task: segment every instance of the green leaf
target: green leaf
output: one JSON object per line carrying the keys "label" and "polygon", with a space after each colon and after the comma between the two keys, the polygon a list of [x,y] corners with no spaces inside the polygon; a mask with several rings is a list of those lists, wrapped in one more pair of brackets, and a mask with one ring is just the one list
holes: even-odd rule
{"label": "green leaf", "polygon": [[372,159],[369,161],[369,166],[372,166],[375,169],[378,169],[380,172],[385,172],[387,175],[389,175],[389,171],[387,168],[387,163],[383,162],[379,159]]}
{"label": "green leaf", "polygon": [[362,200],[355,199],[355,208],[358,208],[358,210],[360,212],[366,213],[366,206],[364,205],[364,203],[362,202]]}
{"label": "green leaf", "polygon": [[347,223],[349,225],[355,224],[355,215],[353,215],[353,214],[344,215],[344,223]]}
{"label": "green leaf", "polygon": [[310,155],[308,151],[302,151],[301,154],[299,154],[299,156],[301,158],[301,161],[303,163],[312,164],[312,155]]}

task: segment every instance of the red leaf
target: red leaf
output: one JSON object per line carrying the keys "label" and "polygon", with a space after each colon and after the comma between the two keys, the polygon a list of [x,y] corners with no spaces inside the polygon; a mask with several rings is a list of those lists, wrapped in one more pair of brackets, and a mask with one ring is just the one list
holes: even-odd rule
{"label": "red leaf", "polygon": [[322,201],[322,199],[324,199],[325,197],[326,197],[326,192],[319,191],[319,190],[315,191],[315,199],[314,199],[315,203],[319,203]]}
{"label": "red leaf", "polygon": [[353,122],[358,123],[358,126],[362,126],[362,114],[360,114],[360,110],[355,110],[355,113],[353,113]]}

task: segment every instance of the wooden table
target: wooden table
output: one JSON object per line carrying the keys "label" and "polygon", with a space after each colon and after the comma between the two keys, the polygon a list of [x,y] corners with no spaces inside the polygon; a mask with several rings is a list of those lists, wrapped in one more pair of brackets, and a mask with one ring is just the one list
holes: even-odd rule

• [Challenge] Return the line that contains "task: segment every instance of the wooden" along with every line after it through the end of the entries, exactly, adding nothing.

• [Reply to the exercise]
task: segment every instance of the wooden table
target: wooden table
output: one JSON object per line carrying the keys "label" and "polygon", with a space after each colon and after the comma between the two keys, the polygon a list of [x,y] corners with no spaces inside the polygon; a mask with several rings is a list of those lists, wrapped in one more pair of brackets, and a mask with one ring is just the one list
holes: even-odd rule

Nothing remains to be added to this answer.